*WHAT TO PRODUCE*: Throughout the records below, find each line holding "soldier" and copy it.

[Region pointing data]
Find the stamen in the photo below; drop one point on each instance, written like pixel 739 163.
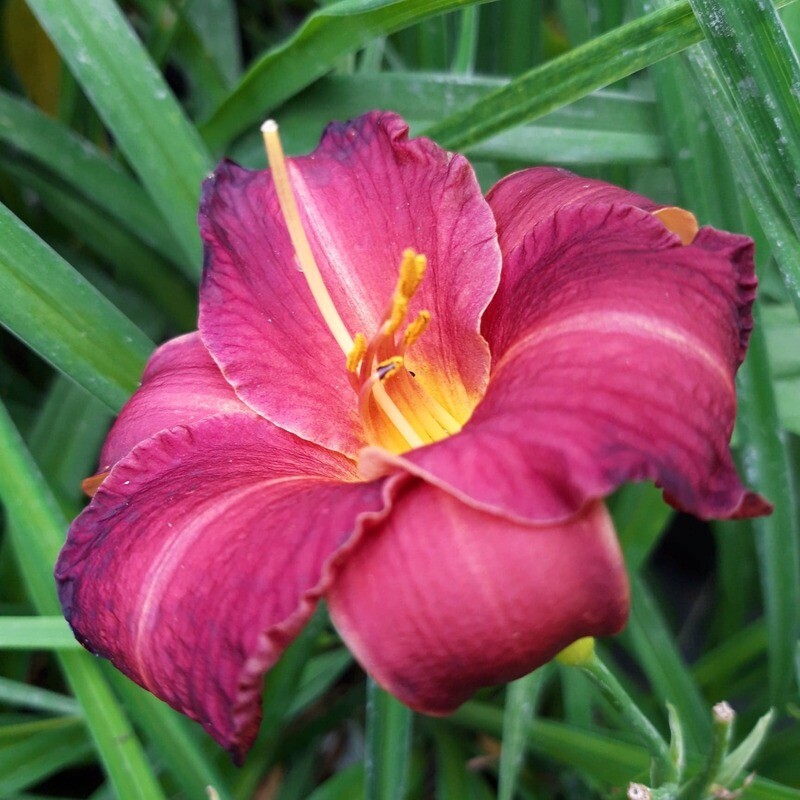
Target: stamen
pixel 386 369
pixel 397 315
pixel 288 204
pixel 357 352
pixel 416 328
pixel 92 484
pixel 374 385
==
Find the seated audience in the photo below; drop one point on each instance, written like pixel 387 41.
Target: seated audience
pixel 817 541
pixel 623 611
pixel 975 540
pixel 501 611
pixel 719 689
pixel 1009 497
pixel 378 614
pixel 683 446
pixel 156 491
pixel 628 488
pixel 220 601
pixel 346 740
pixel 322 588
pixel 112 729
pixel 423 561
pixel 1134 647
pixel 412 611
...
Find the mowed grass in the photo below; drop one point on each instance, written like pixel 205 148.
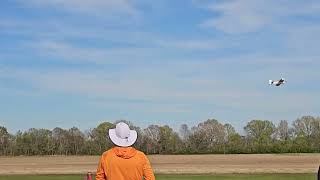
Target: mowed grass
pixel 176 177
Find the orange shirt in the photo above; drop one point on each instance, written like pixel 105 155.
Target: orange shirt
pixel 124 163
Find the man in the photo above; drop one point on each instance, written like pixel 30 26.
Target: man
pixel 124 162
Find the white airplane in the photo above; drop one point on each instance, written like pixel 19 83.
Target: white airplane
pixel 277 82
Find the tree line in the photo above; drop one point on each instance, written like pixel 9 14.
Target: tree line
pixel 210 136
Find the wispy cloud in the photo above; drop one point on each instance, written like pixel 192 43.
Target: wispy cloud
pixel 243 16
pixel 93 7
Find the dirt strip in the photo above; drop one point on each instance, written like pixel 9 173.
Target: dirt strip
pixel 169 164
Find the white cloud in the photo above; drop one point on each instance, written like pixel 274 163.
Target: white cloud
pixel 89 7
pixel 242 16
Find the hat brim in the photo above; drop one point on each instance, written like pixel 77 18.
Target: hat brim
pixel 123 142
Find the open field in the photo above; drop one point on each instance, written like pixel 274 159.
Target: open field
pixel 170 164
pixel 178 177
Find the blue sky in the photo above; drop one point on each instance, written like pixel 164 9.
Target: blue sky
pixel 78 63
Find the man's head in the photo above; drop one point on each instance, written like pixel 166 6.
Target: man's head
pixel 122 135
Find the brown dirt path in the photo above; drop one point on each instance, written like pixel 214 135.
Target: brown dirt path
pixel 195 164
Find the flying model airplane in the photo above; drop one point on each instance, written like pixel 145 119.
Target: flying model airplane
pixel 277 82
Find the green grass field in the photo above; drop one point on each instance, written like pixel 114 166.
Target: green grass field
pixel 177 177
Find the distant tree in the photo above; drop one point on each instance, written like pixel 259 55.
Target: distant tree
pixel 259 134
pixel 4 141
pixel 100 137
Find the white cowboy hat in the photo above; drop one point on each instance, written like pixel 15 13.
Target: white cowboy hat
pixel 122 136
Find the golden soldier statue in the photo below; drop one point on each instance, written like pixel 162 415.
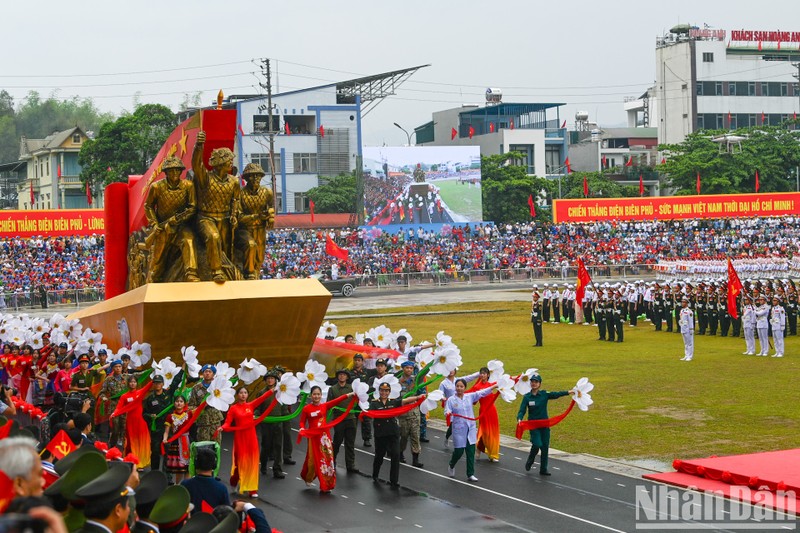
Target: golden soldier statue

*RESPONSE TO THE TASK*:
Find the golden soldier statue in the photo below; drop one point on each instance, written like pixel 162 415.
Target: golden soldier statue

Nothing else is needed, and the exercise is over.